> **Dataset excerpt**
----

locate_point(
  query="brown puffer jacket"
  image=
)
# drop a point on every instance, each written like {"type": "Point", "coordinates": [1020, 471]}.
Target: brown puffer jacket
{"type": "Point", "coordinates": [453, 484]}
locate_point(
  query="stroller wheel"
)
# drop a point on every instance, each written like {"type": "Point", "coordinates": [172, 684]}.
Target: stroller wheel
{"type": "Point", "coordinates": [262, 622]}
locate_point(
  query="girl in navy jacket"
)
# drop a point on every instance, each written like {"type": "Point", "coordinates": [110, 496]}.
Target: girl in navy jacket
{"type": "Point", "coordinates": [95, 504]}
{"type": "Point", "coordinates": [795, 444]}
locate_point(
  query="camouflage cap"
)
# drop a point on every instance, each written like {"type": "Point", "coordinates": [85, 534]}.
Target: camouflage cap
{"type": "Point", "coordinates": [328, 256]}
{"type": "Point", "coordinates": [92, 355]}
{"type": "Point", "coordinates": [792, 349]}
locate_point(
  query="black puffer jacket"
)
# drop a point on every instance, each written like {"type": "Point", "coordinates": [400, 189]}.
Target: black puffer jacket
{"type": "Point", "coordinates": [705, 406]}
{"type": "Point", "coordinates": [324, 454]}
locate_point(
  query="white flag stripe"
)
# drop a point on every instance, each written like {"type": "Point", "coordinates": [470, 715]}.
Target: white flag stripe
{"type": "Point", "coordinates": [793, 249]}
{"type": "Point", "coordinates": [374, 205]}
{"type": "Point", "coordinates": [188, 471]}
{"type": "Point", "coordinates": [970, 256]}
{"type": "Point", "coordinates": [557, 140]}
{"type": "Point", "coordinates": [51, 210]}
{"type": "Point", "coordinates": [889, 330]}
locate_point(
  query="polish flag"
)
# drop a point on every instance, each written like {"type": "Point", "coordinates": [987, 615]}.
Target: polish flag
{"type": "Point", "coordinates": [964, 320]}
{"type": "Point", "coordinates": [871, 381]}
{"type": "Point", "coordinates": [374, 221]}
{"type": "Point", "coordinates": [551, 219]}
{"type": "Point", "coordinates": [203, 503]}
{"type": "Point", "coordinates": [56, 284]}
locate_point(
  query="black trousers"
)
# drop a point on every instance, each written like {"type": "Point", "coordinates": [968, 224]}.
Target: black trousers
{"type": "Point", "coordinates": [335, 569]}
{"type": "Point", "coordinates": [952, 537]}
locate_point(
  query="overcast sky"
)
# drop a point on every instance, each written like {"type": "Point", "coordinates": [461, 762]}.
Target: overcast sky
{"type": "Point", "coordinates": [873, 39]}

----

> **Directions for this task**
Retype every record above exactly as it appears.

> **Exercise response**
locate_point(
  query="brown puffer jacket"
  image=
)
# drop a point on every instance, each written like {"type": "Point", "coordinates": [1020, 471]}.
Target: brown puffer jacket
{"type": "Point", "coordinates": [453, 484]}
locate_point(
  query="stroller wheel"
)
# drop a point on every instance, each written like {"type": "Point", "coordinates": [172, 684]}.
Target: stroller wheel
{"type": "Point", "coordinates": [262, 622]}
locate_point(
  query="girl in navy jacket"
)
# drop a point on every instance, each written like {"type": "Point", "coordinates": [110, 496]}.
Target: girl in navy jacket
{"type": "Point", "coordinates": [95, 504]}
{"type": "Point", "coordinates": [795, 444]}
locate_point(
  query="camouflage cap"
)
# drop a point on every instance, each written like {"type": "Point", "coordinates": [85, 534]}.
Target: camouflage cap
{"type": "Point", "coordinates": [328, 256]}
{"type": "Point", "coordinates": [92, 355]}
{"type": "Point", "coordinates": [792, 349]}
locate_point(
  query="black puffer jacket"
)
# drop a point on every instance, each written like {"type": "Point", "coordinates": [400, 189]}.
Target: black puffer jacket
{"type": "Point", "coordinates": [705, 406]}
{"type": "Point", "coordinates": [324, 454]}
locate_point(
  query="white flag stripe"
)
# drop a point on every instance, each written like {"type": "Point", "coordinates": [470, 715]}.
Target: white flag stripe
{"type": "Point", "coordinates": [793, 249]}
{"type": "Point", "coordinates": [374, 205]}
{"type": "Point", "coordinates": [188, 471]}
{"type": "Point", "coordinates": [970, 256]}
{"type": "Point", "coordinates": [557, 140]}
{"type": "Point", "coordinates": [51, 210]}
{"type": "Point", "coordinates": [889, 330]}
locate_point(
  query="polish flag"
)
# drop a point on every instance, each written like {"type": "Point", "coordinates": [987, 615]}.
Target: polish flag
{"type": "Point", "coordinates": [964, 320]}
{"type": "Point", "coordinates": [871, 381]}
{"type": "Point", "coordinates": [374, 221]}
{"type": "Point", "coordinates": [551, 219]}
{"type": "Point", "coordinates": [203, 503]}
{"type": "Point", "coordinates": [56, 284]}
locate_point(
  query="black trousers"
)
# drop a point on every instance, each written like {"type": "Point", "coordinates": [968, 224]}.
Target: black trousers
{"type": "Point", "coordinates": [335, 569]}
{"type": "Point", "coordinates": [952, 537]}
locate_point(
  query="overcast sky"
)
# drop a point on every instance, each written like {"type": "Point", "coordinates": [461, 762]}.
Target: overcast sky
{"type": "Point", "coordinates": [873, 39]}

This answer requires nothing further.